**課題**
1) 前立腺がんについての本文のうち、「PSAとは前立腺から血液中に」から「(3)前立腺生検(一泊二日の入院検査)」までを、両端も含めてそのまま出力せよ。
2) 前立腺がんについての本文によると、一昔前の前立腺がんがほとんど手遅れの状態で発見されていたのはなぜか。本文にある理由を一〜三文で説明せよ。

**本文**
------------------------------------

泌尿器科 / 前立腺がん

前立腺がんとは?

 近年、非常に増加している悪性腫瘍で、その疾患が広く知られるところとなっています。多くの場合、かなり進行するまで無症状で経過するため、一昔前はほとんどが手遅れの状態で発見されていました。しかし、近年ではPSA(前立腺がんの腫瘍マーカー)検診の普及や、通院中の施設でのPSA採血が多く行なわれるようになり、早期に発見されることが多くなっています。

検診と前立腺生検

 前立腺がんの一次検診は、静脈採血(PSA検診)で行います。
PSAとは前立腺から血液中に放出される蛋白で、前立腺がんではその数値が高くなることが知られています。前立腺肥大症や前立腺炎などでもPSA値が高値を示すことがあるため、それを鑑別することが二次検診の目的です。

 当院では、ほぼ全例に前立腺生検前にMRIを施行しており、臨床的有為前立腺がんの検出に努めています。すなわち、MRIで前立腺がんの存在が疑われる部位を経直腸超音波画像化に系統的前立腺生検と病巣の疑われる部位の生検を組み合わせて行なうことで、より正確な前立腺癌の検出を行っています。

 PSAの正常範囲は4.00ng/ml以下で、これを境にがん検出の陽性率が大きく変わります。ただし、正常範囲内のPSA値でも臨床的有胃がんが認められることもあり、比較的若い患者さん(50~60歳)の場合は早期発見に努めることが肝要です。数値がある程度低くても、定期的なPSA検査で持続的な上昇が認められる場合は、二次検診が必要です。

当院での二次検診の内容を示します。
(1)経腹超音波検査、直腸診(外来)
(2)MRI(外来)生検前に予約で行います。
(3)前立腺生検(一泊二日の入院検査)

------------------------------------

**インスタンスごとの点による位置特定データ**

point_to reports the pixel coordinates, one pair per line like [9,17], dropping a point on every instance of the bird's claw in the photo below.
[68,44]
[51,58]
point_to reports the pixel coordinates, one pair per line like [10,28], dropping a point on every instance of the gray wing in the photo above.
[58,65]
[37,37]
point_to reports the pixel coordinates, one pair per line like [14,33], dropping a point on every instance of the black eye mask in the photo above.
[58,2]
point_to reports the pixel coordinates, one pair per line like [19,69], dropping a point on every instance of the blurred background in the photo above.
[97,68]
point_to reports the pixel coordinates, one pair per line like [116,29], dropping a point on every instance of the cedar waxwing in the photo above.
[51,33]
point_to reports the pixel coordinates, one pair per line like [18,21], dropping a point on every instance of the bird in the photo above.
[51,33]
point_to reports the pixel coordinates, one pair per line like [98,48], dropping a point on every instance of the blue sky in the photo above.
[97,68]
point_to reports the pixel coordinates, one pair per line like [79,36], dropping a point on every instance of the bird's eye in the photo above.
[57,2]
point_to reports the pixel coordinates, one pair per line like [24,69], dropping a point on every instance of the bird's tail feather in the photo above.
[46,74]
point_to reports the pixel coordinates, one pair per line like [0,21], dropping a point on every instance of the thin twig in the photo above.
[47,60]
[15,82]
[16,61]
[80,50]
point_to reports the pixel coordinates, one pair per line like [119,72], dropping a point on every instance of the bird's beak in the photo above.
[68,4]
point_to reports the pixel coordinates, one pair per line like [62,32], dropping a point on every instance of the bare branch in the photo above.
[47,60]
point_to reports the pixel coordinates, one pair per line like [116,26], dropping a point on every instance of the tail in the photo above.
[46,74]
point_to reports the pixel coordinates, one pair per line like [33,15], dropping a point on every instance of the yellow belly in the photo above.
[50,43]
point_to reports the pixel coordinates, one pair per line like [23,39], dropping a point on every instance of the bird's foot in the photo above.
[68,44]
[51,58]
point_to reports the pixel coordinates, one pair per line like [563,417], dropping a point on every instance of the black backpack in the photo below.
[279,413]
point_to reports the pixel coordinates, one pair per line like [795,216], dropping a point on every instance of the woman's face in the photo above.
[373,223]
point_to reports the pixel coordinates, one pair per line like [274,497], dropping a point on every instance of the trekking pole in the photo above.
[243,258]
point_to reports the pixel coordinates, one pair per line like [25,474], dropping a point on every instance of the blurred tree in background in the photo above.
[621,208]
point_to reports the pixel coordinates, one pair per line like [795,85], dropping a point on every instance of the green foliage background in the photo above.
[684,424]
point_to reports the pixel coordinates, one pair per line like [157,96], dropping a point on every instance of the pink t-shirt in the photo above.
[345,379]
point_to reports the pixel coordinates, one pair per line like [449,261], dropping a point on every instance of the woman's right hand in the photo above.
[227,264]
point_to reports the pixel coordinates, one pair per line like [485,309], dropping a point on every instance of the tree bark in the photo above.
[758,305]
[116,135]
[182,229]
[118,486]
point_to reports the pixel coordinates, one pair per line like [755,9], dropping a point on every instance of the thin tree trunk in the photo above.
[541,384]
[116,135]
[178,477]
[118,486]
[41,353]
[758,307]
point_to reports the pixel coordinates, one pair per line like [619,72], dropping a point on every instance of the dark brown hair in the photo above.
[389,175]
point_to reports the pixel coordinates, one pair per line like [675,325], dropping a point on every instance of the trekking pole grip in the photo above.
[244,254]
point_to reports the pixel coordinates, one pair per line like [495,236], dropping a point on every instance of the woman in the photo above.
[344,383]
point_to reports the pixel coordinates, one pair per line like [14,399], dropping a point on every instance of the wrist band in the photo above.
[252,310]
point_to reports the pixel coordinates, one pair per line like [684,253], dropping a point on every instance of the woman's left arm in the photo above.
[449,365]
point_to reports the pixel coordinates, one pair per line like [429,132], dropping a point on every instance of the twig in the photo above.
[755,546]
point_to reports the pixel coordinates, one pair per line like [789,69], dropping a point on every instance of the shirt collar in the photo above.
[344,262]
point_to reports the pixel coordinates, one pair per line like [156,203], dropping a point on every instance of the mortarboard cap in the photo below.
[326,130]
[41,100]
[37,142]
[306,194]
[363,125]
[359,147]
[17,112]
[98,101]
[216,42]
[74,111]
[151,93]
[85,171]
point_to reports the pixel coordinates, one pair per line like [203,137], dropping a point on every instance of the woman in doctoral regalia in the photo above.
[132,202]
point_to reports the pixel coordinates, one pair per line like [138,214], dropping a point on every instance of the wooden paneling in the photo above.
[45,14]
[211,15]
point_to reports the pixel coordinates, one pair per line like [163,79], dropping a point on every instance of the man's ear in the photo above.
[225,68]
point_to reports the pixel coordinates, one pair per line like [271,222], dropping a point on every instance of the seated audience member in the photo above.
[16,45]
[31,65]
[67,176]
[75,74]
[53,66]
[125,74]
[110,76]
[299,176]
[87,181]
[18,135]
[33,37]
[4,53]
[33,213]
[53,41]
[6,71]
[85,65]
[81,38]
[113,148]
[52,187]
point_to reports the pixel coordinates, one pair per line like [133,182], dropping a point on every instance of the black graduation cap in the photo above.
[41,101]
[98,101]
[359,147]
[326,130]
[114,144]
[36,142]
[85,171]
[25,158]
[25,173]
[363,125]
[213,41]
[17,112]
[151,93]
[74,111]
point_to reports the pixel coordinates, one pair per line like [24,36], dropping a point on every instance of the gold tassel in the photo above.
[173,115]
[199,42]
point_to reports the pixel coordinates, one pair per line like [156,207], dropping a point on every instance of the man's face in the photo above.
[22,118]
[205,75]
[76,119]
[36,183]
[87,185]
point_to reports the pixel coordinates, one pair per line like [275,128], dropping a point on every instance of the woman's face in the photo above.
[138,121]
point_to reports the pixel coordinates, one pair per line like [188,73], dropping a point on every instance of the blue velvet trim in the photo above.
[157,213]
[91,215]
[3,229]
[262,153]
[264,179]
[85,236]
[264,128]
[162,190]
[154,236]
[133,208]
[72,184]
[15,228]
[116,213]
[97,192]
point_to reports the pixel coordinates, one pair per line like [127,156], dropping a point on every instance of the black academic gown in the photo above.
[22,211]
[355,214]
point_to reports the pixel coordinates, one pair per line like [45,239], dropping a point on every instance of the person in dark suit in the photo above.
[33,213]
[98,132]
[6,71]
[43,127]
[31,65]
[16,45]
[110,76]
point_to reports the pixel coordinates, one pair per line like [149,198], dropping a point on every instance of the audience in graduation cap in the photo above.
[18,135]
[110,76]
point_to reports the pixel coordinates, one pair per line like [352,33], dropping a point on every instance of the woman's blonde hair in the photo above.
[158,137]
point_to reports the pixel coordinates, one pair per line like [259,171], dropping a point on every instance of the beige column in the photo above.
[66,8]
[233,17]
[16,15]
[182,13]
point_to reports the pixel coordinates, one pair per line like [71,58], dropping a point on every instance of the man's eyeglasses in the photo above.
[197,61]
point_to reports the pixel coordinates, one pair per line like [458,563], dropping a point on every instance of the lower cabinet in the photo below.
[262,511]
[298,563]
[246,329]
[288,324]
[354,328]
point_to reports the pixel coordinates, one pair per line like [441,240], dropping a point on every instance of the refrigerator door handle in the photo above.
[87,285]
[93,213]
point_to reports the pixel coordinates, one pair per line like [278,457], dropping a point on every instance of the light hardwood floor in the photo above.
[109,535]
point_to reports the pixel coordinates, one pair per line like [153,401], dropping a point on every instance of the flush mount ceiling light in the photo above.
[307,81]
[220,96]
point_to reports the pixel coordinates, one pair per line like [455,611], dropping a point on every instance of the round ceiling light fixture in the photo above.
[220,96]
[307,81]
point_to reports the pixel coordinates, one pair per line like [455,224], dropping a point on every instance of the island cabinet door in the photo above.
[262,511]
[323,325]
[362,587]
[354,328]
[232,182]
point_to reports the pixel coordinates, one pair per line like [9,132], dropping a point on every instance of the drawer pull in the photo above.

------------------------------------

**解答**
1)
PSAとは前立腺から血液中に放出される蛋白で、前立腺がんではその数値が高くなることが知られています。前立腺肥大症や前立腺炎などでもPSA値が高値を示すことがあるため、それを鑑別することが二次検診の目的です。

 当院では、ほぼ全例に前立腺生検前にMRIを施行しており、臨床的有為前立腺がんの検出に努めています。すなわち、MRIで前立腺がんの存在が疑われる部位を経直腸超音波画像化に系統的前立腺生検と病巣の疑われる部位の生検を組み合わせて行なうことで、より正確な前立腺癌の検出を行っています。

 PSAの正常範囲は4.00ng/ml以下で、これを境にがん検出の陽性率が大きく変わります。ただし、正常範囲内のPSA値でも臨床的有胃がんが認められることもあり、比較的若い患者さん(50~60歳)の場合は早期発見に努めることが肝要です。数値がある程度低くても、定期的なPSA検査で持続的な上昇が認められる場合は、二次検診が必要です。

当院での二次検診の内容を示します。
(1)経腹超音波検査、直腸診(外来)
(2)MRI(外来)生検前に予約で行います。
(3)前立腺生検(一泊二日の入院検査)

2) 前立腺がんは多くの場合、かなり進行するまで無症状で経過するからである。